Task statement →
Copy the lines from the line with "Place a dot on every instance of the front tire, one" through the end of the items, renaming "detached" to "loose" and leaving everything else unchanged.

Object location annotation data
** BEGIN **

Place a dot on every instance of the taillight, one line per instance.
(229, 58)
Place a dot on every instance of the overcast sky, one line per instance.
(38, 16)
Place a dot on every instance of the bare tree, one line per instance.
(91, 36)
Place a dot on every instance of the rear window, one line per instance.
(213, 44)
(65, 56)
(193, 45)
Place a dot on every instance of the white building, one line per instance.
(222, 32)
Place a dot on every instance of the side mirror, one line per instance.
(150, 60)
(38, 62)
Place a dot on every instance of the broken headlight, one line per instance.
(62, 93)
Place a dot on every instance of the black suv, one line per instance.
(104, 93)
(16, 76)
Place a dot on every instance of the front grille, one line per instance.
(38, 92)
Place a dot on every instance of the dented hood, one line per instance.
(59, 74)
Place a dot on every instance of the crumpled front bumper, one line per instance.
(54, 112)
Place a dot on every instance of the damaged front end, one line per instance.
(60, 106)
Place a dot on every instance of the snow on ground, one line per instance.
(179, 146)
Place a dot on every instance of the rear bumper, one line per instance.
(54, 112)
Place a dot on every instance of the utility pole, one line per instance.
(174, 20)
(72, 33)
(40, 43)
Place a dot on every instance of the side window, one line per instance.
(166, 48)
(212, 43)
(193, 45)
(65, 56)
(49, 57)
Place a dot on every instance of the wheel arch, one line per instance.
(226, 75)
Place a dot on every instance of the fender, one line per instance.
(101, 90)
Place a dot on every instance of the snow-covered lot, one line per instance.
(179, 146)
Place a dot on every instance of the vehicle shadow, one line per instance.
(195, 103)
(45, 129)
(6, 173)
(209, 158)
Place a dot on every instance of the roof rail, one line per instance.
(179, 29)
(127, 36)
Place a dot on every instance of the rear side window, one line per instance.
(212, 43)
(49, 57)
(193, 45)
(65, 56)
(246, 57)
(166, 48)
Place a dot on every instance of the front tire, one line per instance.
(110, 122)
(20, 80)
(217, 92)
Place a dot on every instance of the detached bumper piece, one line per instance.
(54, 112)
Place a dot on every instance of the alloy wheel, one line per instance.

** END **

Task output →
Place a dot on every instance of the front tire, one line per instance.
(110, 122)
(20, 80)
(217, 92)
Place a dot on every instance of the loose bumper piece, one line per instance.
(54, 112)
Place a dot on every instance of the alloy wheel, one line per instance.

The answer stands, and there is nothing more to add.